Data excerpts
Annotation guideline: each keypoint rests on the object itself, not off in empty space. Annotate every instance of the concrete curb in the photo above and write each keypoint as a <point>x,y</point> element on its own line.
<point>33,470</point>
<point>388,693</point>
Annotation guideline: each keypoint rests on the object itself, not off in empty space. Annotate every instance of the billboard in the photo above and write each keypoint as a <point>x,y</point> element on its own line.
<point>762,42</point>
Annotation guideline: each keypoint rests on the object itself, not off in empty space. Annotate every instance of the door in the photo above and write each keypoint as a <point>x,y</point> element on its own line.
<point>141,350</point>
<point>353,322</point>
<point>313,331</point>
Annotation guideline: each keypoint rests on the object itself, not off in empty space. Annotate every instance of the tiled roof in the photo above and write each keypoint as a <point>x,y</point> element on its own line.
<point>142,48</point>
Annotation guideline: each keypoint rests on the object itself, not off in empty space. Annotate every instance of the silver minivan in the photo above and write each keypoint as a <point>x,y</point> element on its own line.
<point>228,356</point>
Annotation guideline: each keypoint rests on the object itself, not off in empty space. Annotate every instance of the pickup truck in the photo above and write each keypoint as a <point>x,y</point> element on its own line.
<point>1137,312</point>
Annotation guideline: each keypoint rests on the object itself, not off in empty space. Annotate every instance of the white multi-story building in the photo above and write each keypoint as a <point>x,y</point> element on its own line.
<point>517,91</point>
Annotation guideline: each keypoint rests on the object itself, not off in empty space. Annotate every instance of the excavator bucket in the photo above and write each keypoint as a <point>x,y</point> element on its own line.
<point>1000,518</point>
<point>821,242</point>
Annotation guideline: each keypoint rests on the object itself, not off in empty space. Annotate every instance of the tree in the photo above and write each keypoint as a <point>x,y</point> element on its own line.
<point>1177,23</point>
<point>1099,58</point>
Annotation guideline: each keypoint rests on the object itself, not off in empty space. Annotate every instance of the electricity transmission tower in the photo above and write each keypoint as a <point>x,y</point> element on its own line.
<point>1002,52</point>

- _PROMPT_:
Return every record above exactly as written.

- _EXPECTED ANSWER_:
Annotation guideline: each keypoint rests on the object itself, not off in empty space. Annotate every instance of the concrete curb in the photo above and write each keypoint as a <point>x,y</point> element on its own line.
<point>33,470</point>
<point>388,693</point>
Annotation guideline: each keypoint rests on the object itself, not off in empty space. Annotate every instance of the billboard in the photo above and write each keypoint as a <point>x,y</point> element on its own line.
<point>762,42</point>
Annotation guideline: each keypoint rests on the object itself, not off in empty space. Annotate every instance of the door in the photo above and write each keypoint as a <point>x,y</point> element on its own line.
<point>141,350</point>
<point>353,322</point>
<point>313,331</point>
Annotation guideline: each keypoint rests on the object itself, not off in empty space. Annotate every instance of the tiled roof in the photo above and write each keypoint as a <point>x,y</point> element on its own line.
<point>142,48</point>
Annotation guideline: each keypoint rests on the object itself, not off in empty space. Annotate every instance of the silver minivan in the photo above and write each keypoint as a <point>x,y</point> element on its own line.
<point>228,356</point>
Annotation guideline: each keypoint rests on the object itself, not off in empty space. Annotate every instance of the pickup truck in the photo above and write each keypoint as a <point>x,y</point> element on its own line.
<point>1137,312</point>
Annotation guideline: each keypoint rests on the object itself, not off in empty space. Annotate every instance of the white multi-story building in the photo above and write each keypoint as a <point>x,y</point> element on its own line.
<point>517,91</point>
Annotation guideline: each keypoint rests on the object itself, not off in empty space. Annotate every instance of the excavator bucket in the photo above and write each keypoint as a <point>x,y</point> element on its own line.
<point>1000,518</point>
<point>821,242</point>
Annotation guideline: each keypoint rests on the object itself, not off in empty space. Annotate every instance of the tree in the photo above and write each keypoint as a <point>x,y</point> element on its own line.
<point>1177,23</point>
<point>1099,58</point>
Annotation guideline: each keypoint rests on the object itself, not off in empty space. Annotate every instance of the electricity transmission tower in the photo above and write each keypoint as a <point>x,y</point> element on its own line.
<point>1002,52</point>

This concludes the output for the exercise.